# Types of Lotus plants



## MadgicBug (Apr 22, 2010)

Can anyone tell me the what types of aqaurium based Lotus plants are available?

My understanding is that there are Greens, Tigers and Reds?

The reason I asked is that I picked up a Red Lotus (add some diversity) from Rogers Aquatics yesterday and the larger leaves looks like my tiger lotus, however, the young leaves are red.


----------



## neven (May 15, 2010)

found this post, Sorting our Tiger Lotus names (Nymphaea)

That topic is pretty to the point, that the subspecies are all messed up for the tiger lotus family, so what you get one place would be totally different somewhere else.

But your lotus seems similar to mine, small leaves are intense red no variation of colour, but as they grow out, they stay red with darker blotches. Mine has no hint of green in the plant like most tiger lotus i've seen. Grows at an insane rate aswell. I've been trying to get one of my plants to flower now so it'll be easier to identify the plants name. Need atleast 3 floater leaves, decent lighting and intense root ferts to get the plant to flower from what i read7


----------



## MadgicBug (Apr 22, 2010)

Thanks for the link. I wound up returning the lotus as I have a bunch of similar ones.

I didn't know about the at "least 3 floating leaves" as I've been hoping for it to flower. I've been trimming the leaves once it hit the surface. One of my swords flowered twice this year, so hofefully if I leave my big tiger lotus alone, I might be able to get a flower out of that.


----------

[Instructions]
**1.** From the lotus plant thread, quote the passage starting at "found this post, Sorting" and ending at "of similar ones.".
**2.** Translate this sentence from the lotus plant thread into Spanish: "I wound up returning the lotus as I have a bunch of similar ones."

[Dataset content]
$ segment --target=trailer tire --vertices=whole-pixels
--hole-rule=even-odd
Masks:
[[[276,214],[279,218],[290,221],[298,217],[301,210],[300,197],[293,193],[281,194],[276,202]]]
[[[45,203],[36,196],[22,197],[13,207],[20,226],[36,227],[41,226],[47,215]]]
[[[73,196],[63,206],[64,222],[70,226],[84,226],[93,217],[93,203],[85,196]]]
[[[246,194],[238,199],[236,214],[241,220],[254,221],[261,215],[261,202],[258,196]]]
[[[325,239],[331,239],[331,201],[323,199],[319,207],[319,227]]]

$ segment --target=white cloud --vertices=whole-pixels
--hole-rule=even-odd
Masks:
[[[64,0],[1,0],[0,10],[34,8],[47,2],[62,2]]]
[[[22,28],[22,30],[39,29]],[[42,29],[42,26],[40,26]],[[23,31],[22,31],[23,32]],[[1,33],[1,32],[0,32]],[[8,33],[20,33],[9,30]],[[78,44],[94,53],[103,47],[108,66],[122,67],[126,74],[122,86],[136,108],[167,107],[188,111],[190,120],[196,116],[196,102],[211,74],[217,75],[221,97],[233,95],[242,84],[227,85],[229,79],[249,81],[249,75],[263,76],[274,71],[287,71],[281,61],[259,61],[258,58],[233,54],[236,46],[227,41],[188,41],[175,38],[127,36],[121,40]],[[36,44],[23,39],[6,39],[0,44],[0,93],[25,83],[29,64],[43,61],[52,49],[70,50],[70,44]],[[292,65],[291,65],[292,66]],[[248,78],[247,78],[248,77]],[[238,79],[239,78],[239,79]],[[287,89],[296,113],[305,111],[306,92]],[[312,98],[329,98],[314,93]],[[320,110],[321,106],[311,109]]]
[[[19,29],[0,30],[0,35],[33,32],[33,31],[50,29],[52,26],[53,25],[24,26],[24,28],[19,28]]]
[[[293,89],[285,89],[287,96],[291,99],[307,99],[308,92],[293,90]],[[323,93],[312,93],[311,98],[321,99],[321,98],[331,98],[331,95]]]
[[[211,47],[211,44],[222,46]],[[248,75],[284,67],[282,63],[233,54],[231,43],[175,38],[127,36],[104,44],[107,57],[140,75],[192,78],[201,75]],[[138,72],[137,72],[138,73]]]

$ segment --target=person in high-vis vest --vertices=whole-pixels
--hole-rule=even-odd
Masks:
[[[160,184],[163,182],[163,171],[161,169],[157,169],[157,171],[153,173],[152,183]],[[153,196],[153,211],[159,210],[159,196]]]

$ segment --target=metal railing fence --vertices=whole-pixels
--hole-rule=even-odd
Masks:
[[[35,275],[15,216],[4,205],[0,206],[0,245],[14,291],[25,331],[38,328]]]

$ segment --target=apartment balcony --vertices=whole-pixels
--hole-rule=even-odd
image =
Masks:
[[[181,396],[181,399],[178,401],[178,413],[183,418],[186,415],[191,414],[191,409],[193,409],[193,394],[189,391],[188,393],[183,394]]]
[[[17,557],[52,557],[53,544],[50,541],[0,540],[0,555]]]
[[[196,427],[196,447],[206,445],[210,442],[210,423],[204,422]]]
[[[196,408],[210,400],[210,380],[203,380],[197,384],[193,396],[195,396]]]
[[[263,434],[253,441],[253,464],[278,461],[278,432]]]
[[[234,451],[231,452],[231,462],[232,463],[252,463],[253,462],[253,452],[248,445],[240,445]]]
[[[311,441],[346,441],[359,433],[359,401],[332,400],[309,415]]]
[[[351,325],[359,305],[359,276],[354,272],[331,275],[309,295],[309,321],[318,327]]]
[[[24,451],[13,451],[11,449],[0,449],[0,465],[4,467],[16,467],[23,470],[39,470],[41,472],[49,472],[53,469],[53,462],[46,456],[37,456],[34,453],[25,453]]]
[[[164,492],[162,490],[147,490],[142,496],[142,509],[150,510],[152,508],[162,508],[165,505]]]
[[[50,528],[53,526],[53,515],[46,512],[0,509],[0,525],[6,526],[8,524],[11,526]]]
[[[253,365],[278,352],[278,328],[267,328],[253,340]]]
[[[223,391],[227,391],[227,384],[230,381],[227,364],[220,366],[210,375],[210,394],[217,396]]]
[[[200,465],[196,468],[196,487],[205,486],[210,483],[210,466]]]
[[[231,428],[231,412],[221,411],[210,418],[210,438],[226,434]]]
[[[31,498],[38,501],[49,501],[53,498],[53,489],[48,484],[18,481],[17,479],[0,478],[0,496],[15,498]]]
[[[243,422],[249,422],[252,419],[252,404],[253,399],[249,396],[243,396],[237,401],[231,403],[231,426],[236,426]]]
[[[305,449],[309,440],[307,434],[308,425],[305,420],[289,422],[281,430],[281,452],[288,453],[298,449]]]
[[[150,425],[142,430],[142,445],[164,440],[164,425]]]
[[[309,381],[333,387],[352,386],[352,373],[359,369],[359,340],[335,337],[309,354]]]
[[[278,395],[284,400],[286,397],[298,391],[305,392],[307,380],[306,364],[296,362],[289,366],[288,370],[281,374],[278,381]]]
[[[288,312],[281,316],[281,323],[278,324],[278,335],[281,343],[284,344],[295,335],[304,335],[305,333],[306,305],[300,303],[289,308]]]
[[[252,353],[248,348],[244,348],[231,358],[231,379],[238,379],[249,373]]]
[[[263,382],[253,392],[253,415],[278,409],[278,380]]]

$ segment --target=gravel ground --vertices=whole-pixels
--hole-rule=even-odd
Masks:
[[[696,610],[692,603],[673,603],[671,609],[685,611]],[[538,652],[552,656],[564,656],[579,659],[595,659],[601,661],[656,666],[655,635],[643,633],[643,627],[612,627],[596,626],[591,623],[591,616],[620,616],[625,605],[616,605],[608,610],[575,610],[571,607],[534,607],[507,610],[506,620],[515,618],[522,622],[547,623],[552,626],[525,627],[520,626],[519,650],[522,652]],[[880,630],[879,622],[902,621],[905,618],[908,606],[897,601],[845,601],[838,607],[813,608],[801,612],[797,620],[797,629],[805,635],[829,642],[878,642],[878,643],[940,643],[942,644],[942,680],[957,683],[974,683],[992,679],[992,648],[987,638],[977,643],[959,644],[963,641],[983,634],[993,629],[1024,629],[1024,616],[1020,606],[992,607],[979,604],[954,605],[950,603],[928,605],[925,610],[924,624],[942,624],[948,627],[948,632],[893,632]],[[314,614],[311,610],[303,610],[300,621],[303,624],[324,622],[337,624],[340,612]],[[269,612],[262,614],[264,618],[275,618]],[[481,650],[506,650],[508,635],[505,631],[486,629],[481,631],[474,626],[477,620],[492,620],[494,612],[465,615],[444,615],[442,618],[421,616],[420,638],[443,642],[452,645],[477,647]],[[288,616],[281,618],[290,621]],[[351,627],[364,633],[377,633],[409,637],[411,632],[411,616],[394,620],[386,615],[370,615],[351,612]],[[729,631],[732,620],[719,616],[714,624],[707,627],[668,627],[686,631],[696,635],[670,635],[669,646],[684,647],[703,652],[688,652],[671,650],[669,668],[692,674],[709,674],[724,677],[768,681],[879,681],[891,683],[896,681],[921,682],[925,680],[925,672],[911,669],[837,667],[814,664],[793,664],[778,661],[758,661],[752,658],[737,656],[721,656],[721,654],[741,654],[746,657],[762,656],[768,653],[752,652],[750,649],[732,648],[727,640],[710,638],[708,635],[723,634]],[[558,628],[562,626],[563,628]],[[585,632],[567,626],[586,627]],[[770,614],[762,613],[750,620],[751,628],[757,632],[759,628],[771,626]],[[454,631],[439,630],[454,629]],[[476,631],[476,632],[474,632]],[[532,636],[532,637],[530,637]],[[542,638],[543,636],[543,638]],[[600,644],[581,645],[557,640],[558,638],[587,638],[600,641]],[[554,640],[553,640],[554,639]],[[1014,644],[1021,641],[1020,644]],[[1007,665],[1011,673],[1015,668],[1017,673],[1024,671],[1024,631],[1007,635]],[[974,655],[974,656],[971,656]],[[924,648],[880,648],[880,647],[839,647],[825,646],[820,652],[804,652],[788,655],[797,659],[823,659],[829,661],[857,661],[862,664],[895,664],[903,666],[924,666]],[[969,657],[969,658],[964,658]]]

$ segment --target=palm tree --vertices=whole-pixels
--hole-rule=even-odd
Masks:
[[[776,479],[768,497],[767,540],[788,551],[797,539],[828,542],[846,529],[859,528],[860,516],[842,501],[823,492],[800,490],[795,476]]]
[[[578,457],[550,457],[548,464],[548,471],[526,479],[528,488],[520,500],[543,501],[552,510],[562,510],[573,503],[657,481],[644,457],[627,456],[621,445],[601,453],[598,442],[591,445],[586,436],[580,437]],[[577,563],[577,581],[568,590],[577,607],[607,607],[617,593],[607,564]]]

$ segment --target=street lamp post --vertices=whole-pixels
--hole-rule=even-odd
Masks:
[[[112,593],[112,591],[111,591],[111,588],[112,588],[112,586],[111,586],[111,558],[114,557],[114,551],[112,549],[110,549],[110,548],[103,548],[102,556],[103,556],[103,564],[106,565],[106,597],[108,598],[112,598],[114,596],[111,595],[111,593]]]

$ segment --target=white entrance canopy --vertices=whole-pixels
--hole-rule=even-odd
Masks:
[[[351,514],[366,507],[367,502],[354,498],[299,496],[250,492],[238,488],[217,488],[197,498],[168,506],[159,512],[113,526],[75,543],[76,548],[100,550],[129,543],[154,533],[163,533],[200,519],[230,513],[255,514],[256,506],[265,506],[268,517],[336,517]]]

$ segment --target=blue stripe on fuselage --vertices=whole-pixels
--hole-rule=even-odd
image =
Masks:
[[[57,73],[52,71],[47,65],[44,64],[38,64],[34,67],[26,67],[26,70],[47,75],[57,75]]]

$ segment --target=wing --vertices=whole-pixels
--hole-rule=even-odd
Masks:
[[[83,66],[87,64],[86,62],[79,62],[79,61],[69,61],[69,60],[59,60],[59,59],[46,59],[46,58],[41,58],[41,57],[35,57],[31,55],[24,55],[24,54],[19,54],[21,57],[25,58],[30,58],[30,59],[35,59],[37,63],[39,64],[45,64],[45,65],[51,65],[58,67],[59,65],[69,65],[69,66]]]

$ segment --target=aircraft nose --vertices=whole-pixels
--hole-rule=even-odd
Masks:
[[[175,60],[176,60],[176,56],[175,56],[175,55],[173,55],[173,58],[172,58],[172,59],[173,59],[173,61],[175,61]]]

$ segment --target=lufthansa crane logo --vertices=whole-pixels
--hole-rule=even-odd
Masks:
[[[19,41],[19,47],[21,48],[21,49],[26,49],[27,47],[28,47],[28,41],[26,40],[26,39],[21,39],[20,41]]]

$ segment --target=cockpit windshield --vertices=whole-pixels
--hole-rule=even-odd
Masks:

[Task answers]
**1.**
found this post, Sorting our Tiger Lotus names (Nymphaea)

That topic is pretty to the point, that the subspecies are all messed up for the tiger lotus family, so what you get one place would be totally different somewhere else.

But your lotus seems similar to mine, small leaves are intense red no variation of colour, but as they grow out, they stay red with darker blotches. Mine has no hint of green in the plant like most tiger lotus i've seen. Grows at an insane rate aswell. I've been trying to get one of my plants to flower now so it'll be easier to identify the plants name. Need atleast 3 floater leaves, decent lighting and intense root ferts to get the plant to flower from what i read7


----------



## MadgicBug (Apr 22, 2010)

Thanks for the link. I wound up returning the lotus as I have a bunch of similar ones.

**2.** Terminé devolviendo el loto, ya que tengo varios parecidos.